> _PROBLEM TO WORK ON_
Quote the part of the listing that opens with the line containing "find | crowd of people" and closes with the line containing "column 626, row 357", both ends included.
........
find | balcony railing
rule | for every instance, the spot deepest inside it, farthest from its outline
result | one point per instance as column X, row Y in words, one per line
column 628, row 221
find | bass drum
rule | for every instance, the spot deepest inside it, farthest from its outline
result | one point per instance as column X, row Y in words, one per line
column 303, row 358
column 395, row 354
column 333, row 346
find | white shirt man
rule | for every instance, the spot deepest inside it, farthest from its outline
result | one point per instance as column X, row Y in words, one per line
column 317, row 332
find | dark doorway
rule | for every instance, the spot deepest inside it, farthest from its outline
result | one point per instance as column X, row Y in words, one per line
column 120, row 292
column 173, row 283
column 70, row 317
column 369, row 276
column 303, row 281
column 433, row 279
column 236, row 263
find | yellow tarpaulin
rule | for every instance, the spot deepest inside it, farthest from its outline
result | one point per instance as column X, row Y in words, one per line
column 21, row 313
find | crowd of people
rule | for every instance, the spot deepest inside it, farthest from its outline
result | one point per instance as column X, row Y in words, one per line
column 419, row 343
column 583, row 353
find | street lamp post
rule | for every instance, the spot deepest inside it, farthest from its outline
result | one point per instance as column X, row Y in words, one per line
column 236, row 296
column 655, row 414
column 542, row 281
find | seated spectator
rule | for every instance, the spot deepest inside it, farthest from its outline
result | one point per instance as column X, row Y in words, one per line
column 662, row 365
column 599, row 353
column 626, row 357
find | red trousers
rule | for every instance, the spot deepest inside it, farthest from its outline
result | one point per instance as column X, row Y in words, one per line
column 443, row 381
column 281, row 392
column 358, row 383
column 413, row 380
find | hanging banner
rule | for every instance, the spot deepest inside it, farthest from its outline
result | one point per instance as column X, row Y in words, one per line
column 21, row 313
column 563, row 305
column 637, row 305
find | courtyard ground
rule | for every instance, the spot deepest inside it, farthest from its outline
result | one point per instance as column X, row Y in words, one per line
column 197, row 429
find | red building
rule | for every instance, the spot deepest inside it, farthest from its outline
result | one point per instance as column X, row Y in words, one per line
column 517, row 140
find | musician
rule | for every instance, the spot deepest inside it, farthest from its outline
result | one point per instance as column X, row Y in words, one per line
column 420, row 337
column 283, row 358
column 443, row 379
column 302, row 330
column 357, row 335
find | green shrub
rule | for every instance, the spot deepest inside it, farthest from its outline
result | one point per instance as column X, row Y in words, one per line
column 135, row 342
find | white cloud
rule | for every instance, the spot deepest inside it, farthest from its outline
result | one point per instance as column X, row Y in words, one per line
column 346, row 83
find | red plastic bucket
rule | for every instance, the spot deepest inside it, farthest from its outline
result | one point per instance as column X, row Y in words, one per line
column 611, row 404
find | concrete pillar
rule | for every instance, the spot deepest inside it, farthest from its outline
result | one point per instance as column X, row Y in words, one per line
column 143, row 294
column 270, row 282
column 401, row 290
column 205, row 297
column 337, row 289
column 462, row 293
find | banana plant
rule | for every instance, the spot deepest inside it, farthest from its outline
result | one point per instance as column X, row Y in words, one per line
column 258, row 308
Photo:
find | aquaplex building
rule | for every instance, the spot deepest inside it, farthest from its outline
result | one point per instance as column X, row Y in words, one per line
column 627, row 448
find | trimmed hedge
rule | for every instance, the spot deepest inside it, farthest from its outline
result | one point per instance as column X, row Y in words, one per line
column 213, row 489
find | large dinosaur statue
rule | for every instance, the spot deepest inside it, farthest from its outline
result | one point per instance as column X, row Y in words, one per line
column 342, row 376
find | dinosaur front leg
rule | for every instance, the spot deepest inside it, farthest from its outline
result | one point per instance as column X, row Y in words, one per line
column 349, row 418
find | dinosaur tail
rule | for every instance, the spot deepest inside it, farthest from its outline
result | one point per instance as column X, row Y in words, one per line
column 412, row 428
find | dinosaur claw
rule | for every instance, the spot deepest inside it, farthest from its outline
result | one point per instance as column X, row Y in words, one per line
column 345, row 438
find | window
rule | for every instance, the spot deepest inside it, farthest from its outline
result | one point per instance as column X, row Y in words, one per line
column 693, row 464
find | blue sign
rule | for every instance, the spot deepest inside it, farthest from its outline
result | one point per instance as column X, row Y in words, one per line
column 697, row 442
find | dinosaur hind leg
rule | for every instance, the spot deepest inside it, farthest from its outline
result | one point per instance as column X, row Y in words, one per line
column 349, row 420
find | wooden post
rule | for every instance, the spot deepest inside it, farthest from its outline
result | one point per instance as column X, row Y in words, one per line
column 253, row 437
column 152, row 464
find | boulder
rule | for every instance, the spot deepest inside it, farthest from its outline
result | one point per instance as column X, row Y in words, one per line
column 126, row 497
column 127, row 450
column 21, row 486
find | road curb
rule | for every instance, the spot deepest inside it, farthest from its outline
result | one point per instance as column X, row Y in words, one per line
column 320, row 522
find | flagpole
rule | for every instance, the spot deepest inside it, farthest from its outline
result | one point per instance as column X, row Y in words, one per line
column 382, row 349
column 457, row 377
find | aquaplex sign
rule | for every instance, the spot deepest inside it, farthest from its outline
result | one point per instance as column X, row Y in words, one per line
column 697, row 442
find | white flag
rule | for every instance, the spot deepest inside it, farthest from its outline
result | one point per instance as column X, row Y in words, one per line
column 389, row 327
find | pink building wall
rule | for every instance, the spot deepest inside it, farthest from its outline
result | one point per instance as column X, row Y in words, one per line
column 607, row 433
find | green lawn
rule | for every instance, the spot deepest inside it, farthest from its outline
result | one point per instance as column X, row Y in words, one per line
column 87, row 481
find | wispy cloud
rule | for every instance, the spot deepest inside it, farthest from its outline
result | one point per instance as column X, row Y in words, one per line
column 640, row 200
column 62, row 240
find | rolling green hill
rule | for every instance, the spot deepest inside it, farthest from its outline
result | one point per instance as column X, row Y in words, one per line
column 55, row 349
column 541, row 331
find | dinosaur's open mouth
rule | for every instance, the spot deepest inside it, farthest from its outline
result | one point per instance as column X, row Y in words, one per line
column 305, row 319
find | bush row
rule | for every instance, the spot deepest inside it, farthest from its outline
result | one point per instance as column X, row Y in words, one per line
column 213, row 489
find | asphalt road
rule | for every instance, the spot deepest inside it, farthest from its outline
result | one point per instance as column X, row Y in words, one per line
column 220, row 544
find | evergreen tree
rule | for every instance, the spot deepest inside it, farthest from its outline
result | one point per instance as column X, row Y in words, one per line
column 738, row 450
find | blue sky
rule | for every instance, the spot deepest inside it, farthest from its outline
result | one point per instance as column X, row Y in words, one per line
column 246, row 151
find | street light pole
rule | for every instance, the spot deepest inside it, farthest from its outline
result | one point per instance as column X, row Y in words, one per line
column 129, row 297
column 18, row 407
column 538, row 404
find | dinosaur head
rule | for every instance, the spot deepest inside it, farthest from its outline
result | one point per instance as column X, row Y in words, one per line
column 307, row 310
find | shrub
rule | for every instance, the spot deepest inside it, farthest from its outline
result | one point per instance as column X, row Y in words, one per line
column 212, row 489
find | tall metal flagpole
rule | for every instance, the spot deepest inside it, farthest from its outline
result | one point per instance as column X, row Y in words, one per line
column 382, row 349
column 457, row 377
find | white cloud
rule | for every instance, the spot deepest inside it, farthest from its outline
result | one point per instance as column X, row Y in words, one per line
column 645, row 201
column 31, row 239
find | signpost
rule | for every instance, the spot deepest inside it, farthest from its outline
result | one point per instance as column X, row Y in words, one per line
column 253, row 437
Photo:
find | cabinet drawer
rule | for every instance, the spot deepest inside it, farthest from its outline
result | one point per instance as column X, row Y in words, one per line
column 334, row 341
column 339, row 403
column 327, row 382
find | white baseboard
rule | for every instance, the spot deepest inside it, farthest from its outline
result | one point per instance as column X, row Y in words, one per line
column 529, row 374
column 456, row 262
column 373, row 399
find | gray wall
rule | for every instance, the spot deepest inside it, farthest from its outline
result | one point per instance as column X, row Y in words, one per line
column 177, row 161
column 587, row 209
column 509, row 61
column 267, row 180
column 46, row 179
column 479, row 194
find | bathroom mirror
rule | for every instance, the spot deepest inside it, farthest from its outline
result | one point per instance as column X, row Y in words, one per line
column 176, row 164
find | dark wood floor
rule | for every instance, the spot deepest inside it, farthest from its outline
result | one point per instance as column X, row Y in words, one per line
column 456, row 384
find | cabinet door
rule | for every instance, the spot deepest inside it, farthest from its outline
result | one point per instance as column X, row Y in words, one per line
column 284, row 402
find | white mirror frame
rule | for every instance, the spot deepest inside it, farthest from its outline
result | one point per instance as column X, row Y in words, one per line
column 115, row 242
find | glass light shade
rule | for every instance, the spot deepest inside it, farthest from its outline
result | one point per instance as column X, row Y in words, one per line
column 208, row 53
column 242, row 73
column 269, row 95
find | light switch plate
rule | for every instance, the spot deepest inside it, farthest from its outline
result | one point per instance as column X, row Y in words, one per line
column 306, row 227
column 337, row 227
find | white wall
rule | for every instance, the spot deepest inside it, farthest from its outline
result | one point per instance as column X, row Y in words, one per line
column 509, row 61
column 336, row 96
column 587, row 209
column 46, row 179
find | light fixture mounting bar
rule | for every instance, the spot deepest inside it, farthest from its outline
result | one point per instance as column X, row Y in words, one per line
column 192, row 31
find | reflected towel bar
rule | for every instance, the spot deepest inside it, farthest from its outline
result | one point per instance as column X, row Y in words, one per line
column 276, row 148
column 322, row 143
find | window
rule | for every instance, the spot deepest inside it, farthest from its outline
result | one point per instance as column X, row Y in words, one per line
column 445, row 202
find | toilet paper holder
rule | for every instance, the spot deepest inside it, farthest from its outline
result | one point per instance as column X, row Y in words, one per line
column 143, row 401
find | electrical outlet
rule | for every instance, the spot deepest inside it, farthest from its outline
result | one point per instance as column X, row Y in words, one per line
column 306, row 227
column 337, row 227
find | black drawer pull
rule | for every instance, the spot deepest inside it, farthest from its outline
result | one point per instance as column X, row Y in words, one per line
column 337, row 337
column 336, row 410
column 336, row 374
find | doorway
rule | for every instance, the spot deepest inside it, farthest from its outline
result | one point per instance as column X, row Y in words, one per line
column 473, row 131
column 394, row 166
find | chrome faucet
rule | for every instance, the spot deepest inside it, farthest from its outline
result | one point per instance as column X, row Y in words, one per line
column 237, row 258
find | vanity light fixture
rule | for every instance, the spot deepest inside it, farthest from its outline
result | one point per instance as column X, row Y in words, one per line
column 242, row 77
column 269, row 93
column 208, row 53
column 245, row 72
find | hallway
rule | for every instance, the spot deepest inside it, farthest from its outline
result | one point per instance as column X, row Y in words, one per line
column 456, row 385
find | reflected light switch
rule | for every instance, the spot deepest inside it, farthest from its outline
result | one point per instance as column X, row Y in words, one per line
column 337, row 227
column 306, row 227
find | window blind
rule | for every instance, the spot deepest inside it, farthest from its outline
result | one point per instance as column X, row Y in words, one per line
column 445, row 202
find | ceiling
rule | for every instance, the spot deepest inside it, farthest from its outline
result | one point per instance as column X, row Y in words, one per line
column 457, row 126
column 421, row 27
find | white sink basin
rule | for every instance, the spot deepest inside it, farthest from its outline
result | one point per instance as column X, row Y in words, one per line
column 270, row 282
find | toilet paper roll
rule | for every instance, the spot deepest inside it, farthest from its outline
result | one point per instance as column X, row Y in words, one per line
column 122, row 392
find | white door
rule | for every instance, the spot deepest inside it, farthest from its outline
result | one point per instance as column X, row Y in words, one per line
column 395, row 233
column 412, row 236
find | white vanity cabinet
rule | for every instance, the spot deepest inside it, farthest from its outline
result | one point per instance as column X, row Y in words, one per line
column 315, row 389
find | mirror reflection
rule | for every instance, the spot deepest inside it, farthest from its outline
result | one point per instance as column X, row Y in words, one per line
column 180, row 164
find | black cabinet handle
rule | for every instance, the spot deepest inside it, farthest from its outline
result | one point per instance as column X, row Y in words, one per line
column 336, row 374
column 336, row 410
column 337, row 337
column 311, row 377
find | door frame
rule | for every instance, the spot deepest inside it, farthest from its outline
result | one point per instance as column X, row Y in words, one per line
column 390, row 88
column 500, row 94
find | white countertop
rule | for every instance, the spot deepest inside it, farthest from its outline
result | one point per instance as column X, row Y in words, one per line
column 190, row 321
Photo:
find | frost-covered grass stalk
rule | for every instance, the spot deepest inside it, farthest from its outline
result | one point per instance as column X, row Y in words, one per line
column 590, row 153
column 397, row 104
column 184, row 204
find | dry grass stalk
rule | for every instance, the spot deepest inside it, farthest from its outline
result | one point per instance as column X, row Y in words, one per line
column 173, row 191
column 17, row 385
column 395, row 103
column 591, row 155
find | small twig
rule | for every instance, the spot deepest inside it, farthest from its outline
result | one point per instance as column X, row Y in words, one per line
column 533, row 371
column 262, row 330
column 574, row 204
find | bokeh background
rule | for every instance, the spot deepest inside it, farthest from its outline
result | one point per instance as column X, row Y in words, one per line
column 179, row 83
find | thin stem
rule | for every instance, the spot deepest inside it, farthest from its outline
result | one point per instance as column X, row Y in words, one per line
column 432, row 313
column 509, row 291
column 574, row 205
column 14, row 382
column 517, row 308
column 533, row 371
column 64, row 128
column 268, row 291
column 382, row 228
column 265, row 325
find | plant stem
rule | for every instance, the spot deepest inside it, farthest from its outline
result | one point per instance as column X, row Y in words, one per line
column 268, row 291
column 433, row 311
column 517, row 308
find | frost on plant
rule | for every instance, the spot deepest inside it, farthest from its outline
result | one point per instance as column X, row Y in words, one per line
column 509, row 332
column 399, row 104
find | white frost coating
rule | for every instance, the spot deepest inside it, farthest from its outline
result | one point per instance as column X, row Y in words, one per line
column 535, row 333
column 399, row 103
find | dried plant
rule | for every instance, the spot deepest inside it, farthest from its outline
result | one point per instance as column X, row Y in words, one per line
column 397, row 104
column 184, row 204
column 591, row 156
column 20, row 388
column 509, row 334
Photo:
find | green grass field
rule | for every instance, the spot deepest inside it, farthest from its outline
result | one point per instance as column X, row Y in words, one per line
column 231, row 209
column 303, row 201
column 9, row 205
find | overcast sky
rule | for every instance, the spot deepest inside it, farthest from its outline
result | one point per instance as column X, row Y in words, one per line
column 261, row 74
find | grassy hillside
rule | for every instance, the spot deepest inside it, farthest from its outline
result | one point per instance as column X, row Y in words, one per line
........
> _ANSWER FOR THE TASK_
find | crowd of people
rule | for every instance, the spot deepest inside it, farthest from its outline
result | one point per instance as column X, row Y in words, one per line
column 419, row 343
column 583, row 353
find | street lamp post
rule | for every instance, the spot deepest inside it, farthest from its outline
result | one point per instance as column X, row Y in words, one per line
column 236, row 296
column 655, row 414
column 542, row 281
find | seated spectator
rule | for every instance, the spot deepest inside it, farthest from its outline
result | one point per instance as column X, row Y in words, one per line
column 662, row 365
column 599, row 353
column 626, row 357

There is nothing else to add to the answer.